ENTRIES SUPPLIED -
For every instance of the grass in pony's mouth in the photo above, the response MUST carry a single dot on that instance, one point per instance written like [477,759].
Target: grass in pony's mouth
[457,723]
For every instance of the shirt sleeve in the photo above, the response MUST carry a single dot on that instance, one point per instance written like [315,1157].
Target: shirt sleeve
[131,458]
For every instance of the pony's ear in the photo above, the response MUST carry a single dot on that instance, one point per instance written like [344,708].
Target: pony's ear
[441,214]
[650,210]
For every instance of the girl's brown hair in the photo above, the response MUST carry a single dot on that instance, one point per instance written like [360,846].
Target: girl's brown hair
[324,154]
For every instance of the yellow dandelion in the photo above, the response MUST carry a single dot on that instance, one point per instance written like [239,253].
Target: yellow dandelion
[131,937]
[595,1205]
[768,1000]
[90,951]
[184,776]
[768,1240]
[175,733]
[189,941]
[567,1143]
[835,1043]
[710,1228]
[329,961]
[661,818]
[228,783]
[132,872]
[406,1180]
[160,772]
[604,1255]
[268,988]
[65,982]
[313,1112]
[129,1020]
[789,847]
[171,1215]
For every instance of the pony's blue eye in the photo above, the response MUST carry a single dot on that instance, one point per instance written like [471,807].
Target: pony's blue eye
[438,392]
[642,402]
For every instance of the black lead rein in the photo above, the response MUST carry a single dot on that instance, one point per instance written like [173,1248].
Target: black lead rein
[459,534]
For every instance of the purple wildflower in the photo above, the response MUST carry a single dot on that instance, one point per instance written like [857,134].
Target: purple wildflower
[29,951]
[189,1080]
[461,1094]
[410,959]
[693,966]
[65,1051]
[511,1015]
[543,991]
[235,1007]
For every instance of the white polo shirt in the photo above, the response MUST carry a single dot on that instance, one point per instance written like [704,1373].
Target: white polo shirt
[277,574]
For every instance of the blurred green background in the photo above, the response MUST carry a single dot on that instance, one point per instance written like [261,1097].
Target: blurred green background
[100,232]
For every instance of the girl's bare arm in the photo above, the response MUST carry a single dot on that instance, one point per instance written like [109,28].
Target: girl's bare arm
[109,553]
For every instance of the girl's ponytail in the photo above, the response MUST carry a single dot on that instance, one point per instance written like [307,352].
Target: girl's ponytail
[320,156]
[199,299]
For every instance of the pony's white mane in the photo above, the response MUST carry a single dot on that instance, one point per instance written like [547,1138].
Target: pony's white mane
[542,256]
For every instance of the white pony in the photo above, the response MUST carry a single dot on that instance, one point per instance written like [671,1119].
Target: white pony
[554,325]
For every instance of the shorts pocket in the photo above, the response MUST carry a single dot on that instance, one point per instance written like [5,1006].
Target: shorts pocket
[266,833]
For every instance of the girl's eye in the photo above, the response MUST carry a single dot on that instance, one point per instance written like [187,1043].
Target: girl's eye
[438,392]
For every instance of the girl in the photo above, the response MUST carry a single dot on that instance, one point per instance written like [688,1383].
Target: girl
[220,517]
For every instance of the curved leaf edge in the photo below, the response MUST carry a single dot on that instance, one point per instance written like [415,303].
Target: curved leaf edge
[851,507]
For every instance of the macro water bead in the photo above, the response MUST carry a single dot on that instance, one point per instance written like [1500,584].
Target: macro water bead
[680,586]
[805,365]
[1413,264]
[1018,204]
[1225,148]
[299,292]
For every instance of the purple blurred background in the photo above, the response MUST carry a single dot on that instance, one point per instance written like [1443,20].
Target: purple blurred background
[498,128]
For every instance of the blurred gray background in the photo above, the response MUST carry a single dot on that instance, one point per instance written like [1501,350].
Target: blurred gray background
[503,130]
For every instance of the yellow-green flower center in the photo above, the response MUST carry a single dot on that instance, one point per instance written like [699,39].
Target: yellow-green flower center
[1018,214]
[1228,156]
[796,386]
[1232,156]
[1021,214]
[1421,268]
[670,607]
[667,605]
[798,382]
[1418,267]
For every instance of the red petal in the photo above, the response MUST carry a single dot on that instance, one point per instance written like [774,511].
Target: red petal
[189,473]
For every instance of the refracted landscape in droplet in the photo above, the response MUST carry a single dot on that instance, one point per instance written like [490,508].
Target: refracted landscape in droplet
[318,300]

WHAT IS BEING ASKED -
Quote the data above from the line containing "For every instance of the shorts" to the line containing "For every instance of the girl's eye", inclusive, and stop.

SOLUTION -
For every instance of the shorts pocket in the photo above, the response MUST carry a single dot on that instance, one point per instance written like [5,1006].
Target: shorts pocket
[266,833]
For every instance of the girl's eye in the photo above, the response MUST carry a single dot on that instance, one point per instance written like [187,1043].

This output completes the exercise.